EXERCISE PROMPT:
Word for word, print each line of the listing below; pictures stay out.

#### TASK MATERIAL

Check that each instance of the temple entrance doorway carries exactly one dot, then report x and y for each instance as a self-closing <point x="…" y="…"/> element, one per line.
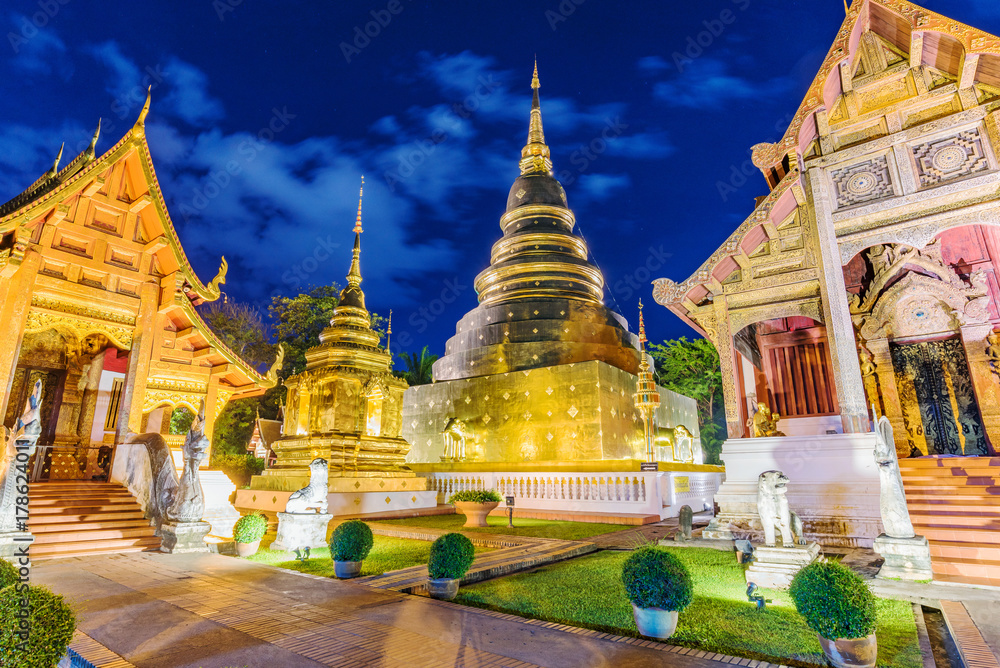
<point x="82" y="382"/>
<point x="937" y="399"/>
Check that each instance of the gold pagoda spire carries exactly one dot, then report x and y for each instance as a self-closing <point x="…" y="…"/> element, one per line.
<point x="535" y="156"/>
<point x="354" y="275"/>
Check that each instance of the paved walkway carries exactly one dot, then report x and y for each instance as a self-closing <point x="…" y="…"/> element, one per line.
<point x="211" y="611"/>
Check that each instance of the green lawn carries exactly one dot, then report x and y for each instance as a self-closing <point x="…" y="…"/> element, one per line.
<point x="587" y="592"/>
<point x="388" y="554"/>
<point x="522" y="526"/>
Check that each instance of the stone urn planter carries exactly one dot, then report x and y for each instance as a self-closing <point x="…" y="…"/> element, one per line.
<point x="347" y="569"/>
<point x="444" y="589"/>
<point x="850" y="652"/>
<point x="655" y="622"/>
<point x="475" y="513"/>
<point x="350" y="544"/>
<point x="658" y="586"/>
<point x="247" y="549"/>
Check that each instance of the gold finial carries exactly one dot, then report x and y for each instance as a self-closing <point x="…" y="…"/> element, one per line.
<point x="141" y="121"/>
<point x="361" y="192"/>
<point x="93" y="140"/>
<point x="535" y="156"/>
<point x="642" y="328"/>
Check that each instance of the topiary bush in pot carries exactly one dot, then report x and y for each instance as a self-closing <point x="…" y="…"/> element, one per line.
<point x="351" y="542"/>
<point x="451" y="557"/>
<point x="475" y="505"/>
<point x="248" y="532"/>
<point x="50" y="619"/>
<point x="659" y="586"/>
<point x="838" y="605"/>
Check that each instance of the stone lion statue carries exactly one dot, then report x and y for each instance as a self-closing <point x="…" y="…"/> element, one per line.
<point x="313" y="495"/>
<point x="772" y="507"/>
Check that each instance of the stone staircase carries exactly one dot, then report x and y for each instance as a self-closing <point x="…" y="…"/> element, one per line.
<point x="955" y="502"/>
<point x="74" y="518"/>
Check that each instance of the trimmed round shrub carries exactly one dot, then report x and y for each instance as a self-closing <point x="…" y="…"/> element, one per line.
<point x="50" y="619"/>
<point x="351" y="541"/>
<point x="478" y="496"/>
<point x="250" y="528"/>
<point x="8" y="574"/>
<point x="834" y="600"/>
<point x="655" y="578"/>
<point x="451" y="556"/>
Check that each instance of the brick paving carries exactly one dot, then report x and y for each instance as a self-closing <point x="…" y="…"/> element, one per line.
<point x="204" y="610"/>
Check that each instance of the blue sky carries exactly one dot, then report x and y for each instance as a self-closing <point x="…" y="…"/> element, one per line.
<point x="265" y="115"/>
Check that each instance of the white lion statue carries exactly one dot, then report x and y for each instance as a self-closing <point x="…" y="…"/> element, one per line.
<point x="313" y="495"/>
<point x="772" y="507"/>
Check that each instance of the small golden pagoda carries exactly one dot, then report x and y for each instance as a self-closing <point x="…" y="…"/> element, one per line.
<point x="346" y="407"/>
<point x="541" y="374"/>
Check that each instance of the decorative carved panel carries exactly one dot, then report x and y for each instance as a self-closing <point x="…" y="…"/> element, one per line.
<point x="862" y="182"/>
<point x="950" y="158"/>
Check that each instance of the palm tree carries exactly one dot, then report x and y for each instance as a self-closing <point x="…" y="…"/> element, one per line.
<point x="418" y="367"/>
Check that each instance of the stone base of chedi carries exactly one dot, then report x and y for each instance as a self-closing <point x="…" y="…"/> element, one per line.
<point x="181" y="537"/>
<point x="774" y="567"/>
<point x="905" y="558"/>
<point x="298" y="530"/>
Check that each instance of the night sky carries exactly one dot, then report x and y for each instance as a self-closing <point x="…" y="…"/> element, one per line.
<point x="265" y="115"/>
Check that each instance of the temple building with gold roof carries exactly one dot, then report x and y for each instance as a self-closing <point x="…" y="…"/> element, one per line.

########

REPLY TO THE TASK:
Check that each instance of the temple entrance doorway carries exactly one dot, then report x and y for each instance as a self-closing <point x="…" y="…"/> element, one per line.
<point x="82" y="382"/>
<point x="937" y="399"/>
Check that each instance of the gold pagoda spire carries exactly one dot, then report x and y for each instance as a self-closing <point x="…" y="…"/> element, one per line.
<point x="535" y="156"/>
<point x="354" y="275"/>
Check that each instance of the paved walkway carries exactly one dot, then report x and y for each instance as a self-closing <point x="…" y="…"/> element, one per line.
<point x="211" y="611"/>
Check that each instance of the green lawn carries exactly one dot, then report x and y for each instance as a self-closing <point x="…" y="…"/> element, one per line.
<point x="587" y="592"/>
<point x="388" y="554"/>
<point x="522" y="526"/>
Check that each instance of the stone urn planter carries exactly one dot, then report x and y for each instance as a self-closing <point x="…" y="…"/> element, one per line.
<point x="347" y="569"/>
<point x="444" y="589"/>
<point x="850" y="652"/>
<point x="655" y="622"/>
<point x="475" y="513"/>
<point x="350" y="544"/>
<point x="658" y="586"/>
<point x="247" y="549"/>
Check that each instance of the gold finial carries exactly one dot, then report x and y for each instance as a self-closing <point x="…" y="…"/> element, one per line.
<point x="141" y="121"/>
<point x="361" y="192"/>
<point x="93" y="140"/>
<point x="535" y="156"/>
<point x="642" y="328"/>
Check that each instance of the topiary bush in pot carries exactly one dot, then report x and y for each instance as a self-closing <point x="…" y="…"/> element, one per line.
<point x="351" y="542"/>
<point x="451" y="557"/>
<point x="475" y="505"/>
<point x="248" y="532"/>
<point x="50" y="619"/>
<point x="659" y="586"/>
<point x="838" y="605"/>
Check that each instance of the stone lion statue carries exactly one dot, then report x and y for each instance as a self-closing <point x="…" y="…"/> element, one per line.
<point x="313" y="495"/>
<point x="772" y="507"/>
Check that each instance of the stone staircase carries exactly one dot, then report x and y for each instance as a self-closing <point x="…" y="…"/> element, one per line.
<point x="955" y="502"/>
<point x="74" y="518"/>
Check that each instance of the trimmed round shrub carries exactly one dot, then report x and y for each instance as a self-closing <point x="…" y="…"/> element, one per line.
<point x="50" y="619"/>
<point x="351" y="541"/>
<point x="478" y="496"/>
<point x="250" y="528"/>
<point x="8" y="574"/>
<point x="834" y="600"/>
<point x="655" y="578"/>
<point x="451" y="556"/>
Check that each instance of the brick paving carries exactly one dot, then report x and y for each instance as a self-closing <point x="…" y="…"/> element, one per line.
<point x="204" y="610"/>
Check that each instance of the blue sky carries exactly one dot, then report x and y for each instance as a self-closing <point x="…" y="…"/> element, one per line.
<point x="265" y="115"/>
Check that each instance of the white lion statue carries exactly one dot, then report x and y for each instance as a self-closing <point x="…" y="…"/> element, one per line.
<point x="313" y="495"/>
<point x="772" y="507"/>
Check that each instance of the small golden pagoda carries exactly one dot, then report x and y for each instance as a self-closing <point x="…" y="…"/> element, one per line.
<point x="346" y="407"/>
<point x="541" y="374"/>
Check that each instance of the decorative carved panel carries exactly one dot, then report x and y for each instance as a self-closing <point x="…" y="…"/> element, one per line.
<point x="862" y="182"/>
<point x="950" y="158"/>
Check that each instance of the palm tree carries exactly one dot, then report x and y for each instance as a self-closing <point x="…" y="…"/> element, one per line.
<point x="418" y="367"/>
Check that each instance of the stone base of chedi carries exactly one dot, then report x and y for each instance as a self-closing <point x="…" y="…"/> element, one per line.
<point x="181" y="537"/>
<point x="774" y="567"/>
<point x="905" y="558"/>
<point x="298" y="530"/>
Check that each instance of the night sky carries exactly one dot, then report x and y for each instance as a self-closing <point x="…" y="…"/> element, one per line.
<point x="265" y="115"/>
Check that each instance of the temple building with gold roof carries exactly one dot, then report x and y for each instance as a self-closing <point x="…" y="…"/> element, one per line.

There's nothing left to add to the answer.